While the first weighting formula is shown to give the average treatment effect (ATE), the second formula shows the average treatment effect among the matchable (ATM). ATM is similar to the treatment effect for a population once we do one-to-one matching.

If we’re interested in estimating average treatment effect among the treated (ATT), we can use the following weighting formula:

w = \dfrac{\text{PS}_i D_i}{\text{PS}_i}+\dfrac{\text{PS}_i(1-D_i)}{(1-\text{PS}_i )}

Similar to matching, it’s easy to do weighting in most statistical packages. Let’s revisit Zucco’s paper on cash transfers and voter behavior 🇧🇷. First, if you don’t already have the data in your software, let’s import it again and drop the missing values.

# Importing the data from a web link
# Original dataset can be found here:
# https://dataverse.harvard.edu/dataset.xhtml?persistentId=hdl:1902.1/20257
cash_voting <- read.csv("https://bit.ly/cash_voting")

# Python codes will be added soon

* Importing the data from a web link
* Original dataset can be found here:
* https://dataverse.harvard.edu/dataset.xhtml?persistentId=hdl:1902.1/20257
import delimited https://bit.ly/cash_voting

To calculate weights, we need to specify the propensity score model. This model should include variables that satisfy the ignorability assumption, i.e., controlling for them prevents any confounding in the estimates. We can then find the weights using the following functions.

# If you don't have the package twang installed, first install it
# install.packages("twang")
# Note: You can alternatively use the package WeightIt
# Load the library for inverse-probability weighting analysis
library(twang)

# Let's first create the square version of the variable hdi_2000
# twang doesn't allow for in-formula variable creation
cash_voting$hdi_2000_sq <- (cash_voting$hdi_2000)^2

# The model below uses a weighting scheme for estimating average treament
# effect among the treated. You can use the help file for the function ps()

****

**JOB 1**. Count how many lines in the records below contain the string "wheel", with case mattering, and reply with only that number.

**RECORDS PROVIDED**.
****

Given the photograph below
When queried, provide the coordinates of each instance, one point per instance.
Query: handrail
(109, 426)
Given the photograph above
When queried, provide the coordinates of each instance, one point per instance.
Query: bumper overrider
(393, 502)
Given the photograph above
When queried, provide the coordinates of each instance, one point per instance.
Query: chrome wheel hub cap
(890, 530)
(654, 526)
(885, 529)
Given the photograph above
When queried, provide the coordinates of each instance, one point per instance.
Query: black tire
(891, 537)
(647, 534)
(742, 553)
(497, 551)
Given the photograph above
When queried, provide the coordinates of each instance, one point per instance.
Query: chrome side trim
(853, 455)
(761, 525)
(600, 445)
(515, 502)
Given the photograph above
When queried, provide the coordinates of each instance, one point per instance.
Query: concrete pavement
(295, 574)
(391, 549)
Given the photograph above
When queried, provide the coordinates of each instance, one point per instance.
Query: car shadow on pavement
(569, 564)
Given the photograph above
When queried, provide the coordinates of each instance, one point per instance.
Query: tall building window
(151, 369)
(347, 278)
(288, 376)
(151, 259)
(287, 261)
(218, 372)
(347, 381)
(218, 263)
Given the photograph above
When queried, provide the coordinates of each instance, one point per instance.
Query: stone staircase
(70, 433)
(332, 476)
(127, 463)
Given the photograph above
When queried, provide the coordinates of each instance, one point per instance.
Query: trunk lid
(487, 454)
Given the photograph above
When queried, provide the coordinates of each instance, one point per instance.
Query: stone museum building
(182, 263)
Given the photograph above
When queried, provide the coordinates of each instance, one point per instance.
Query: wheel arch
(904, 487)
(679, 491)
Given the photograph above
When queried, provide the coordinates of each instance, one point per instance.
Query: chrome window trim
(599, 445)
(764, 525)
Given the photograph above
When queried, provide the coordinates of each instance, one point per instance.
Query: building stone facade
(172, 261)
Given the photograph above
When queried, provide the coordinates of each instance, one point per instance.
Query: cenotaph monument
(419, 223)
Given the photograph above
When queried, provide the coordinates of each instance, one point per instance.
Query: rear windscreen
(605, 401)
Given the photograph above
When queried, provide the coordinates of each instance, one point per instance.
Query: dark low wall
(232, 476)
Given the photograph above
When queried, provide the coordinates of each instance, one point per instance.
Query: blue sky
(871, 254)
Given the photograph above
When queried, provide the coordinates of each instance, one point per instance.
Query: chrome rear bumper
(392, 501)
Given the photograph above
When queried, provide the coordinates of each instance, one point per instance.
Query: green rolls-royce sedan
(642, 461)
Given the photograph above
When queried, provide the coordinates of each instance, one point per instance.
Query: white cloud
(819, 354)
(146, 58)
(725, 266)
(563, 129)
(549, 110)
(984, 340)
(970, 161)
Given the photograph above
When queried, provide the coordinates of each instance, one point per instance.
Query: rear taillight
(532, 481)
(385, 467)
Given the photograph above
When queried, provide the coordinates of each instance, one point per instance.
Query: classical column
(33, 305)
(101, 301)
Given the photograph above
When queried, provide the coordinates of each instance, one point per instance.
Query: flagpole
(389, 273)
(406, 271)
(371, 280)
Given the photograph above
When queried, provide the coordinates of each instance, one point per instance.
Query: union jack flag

****

**JOB 2**. Carry on the excerpt about propensity score weighting above from the point where it stops.

**WRITTEN ANSWER 1**. 2

**WRITTEN ANSWER 2**.
# by typing ?ps to see what other parameters you can adjust. 
weighted_output <- ps(beneficiary ~ female + age + yrs_school + nonwhite + growth +
                                    hdi_2000  + hdi_2000_sq + distcap + metropolitan, 
                      data=cash_voting,
                      stop.method="ks.max",
                      estimand = "ATT")

# Python codes will be added soon

* In Stata, the teffects package can estimate the weights. However, the package
* does not provide options for estimating ATT as opposed to ATE. Therefore, it's
* best to estimate the weights and the treatment effects manually.
* We first use a logit model to estimate the propensity scores
* We use a logit model because the dependent variable in the propensity
* score model is binary.
logit beneficiary female age yrs_school nonwhite growth hdi_2000 ///
c.hdi_2000#c.hdi_2000 distcap metropolitan

* Then we predict the propensity scores using `predict`
predict p_beneficiary, pr

Note that the left-hand side of the regression is the treatment variable beneficiary. The weights are now calculated. But we should check whether there are any super large weights by looking at their summary or histogram. Run the code and check the results!

# Let's store the vector of weights using the function get.weights()
# from the package twang. The get.weights() function extracts the propensity 
# score weights.
cash_voting$w <- get.weights(weighted_output, stop.method="ks.max")

# We can look at the histogram of the weight by simply using the ggplot2 package.
library(ggplot2)
ggplot(cash_voting) +
    geom_histogram(aes(x=w))

# Python codes will be added soon

* Now, let's calculate the weights
* First, we need to create an empty vector of weights
gen w=.

* Then we use the following weighting formula that we saw before
* to estimate ATT
replace w=1 if beneficiary==1
replace w=p_beneficiary/(1-p_beneficiary) if beneficiary==0

* We can look at the histogram of the weight by simply using the ggplot2 package.
hist w

Phew! No extremely large weights. So we should be good. Now, just like what we did in matching, let’s take a look at the balance of the covariates. First the balance table.

# cobalt is a package that provides balance assessment tools
# in a more visually pleasing way. It shows balances before and after 
# matching/weighting. It can be used in conjunction with the package twang 
# The output of ps() function can be used as an argument in functions from 
# the cobalt package.
library(cobalt)

# We can first see the balance tables for the covariates. 
# Function balance.tab() provides mean standardized bias after weighting.
bal.tab(weighted_output)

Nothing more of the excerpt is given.